Big 10 still in demand 

The Big 10 continued their upward trend from the first quarter of 2023, posting a result of 106,500 sqm for the entire first half-year, around 22% above last year's result and 50% of the total take-up volume for the country as a whole. Despite the good result, the performance of four of the major cities in this group was disappointing when compared to last year. Hamburg (30,400 sqm) assumed first place this time, just ahead of Berlin (29,500 sqm). The city’s good result is partly due to the development of the new “Überseequartier” and the numerous lettings concluded there. Berlin’s performance has also benefitted from the “Am Tacheles project”, where the first retail tenants have already moved into their new units. Stuttgart (9,500 sqm) completes the leading trio but at some distance behind, with the city getting off to a good start in the new year following a rather weak letting year in 2022 by securing a number of lettings in and around Königstrasse. Frankfurt, Düsseldorf and Cologne formed the midfield with solid results of between 7,000 sqm and 9,000 sqm, with most lettings focused on units in the smaller and medium size categories. Leipzig and Munich joined Hanover and Nuremberg in the bottom group, with both unable to match their results from last year due to the relatively restrained demand for space.

* **Records**
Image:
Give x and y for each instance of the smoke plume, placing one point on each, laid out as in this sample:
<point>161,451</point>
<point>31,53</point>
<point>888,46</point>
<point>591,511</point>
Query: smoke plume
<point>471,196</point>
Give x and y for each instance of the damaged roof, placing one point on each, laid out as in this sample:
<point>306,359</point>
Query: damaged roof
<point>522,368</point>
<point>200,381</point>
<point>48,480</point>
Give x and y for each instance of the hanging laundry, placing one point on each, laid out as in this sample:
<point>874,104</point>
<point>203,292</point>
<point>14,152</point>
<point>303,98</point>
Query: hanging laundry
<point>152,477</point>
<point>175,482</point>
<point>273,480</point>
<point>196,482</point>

* **Task statement**
Reproduce the Big 10 text above word for word, from its heading to its final sentence.

* **Answer to the task**
Big 10 still in demand 

The Big 10 continued their upward trend from the first quarter of 2023, posting a result of 106,500 sqm for the entire first half-year, around 22% above last year's result and 50% of the total take-up volume for the country as a whole. Despite the good result, the performance of four of the major cities in this group was disappointing when compared to last year. Hamburg (30,400 sqm) assumed first place this time, just ahead of Berlin (29,500 sqm). The city’s good result is partly due to the development of the new “Überseequartier” and the numerous lettings concluded there. Berlin’s performance has also benefitted from the “Am Tacheles project”, where the first retail tenants have already moved into their new units. Stuttgart (9,500 sqm) completes the leading trio but at some distance behind, with the city getting off to a good start in the new year following a rather weak letting year in 2022 by securing a number of lettings in and around Königstrasse. Frankfurt, Düsseldorf and Cologne formed the midfield with solid results of between 7,000 sqm and 9,000 sqm, with most lettings focused on units in the smaller and medium size categories. Leipzig and Munich joined Hanover and Nuremberg in the bottom group, with both unable to match their results from last year due to the relatively restrained demand for space.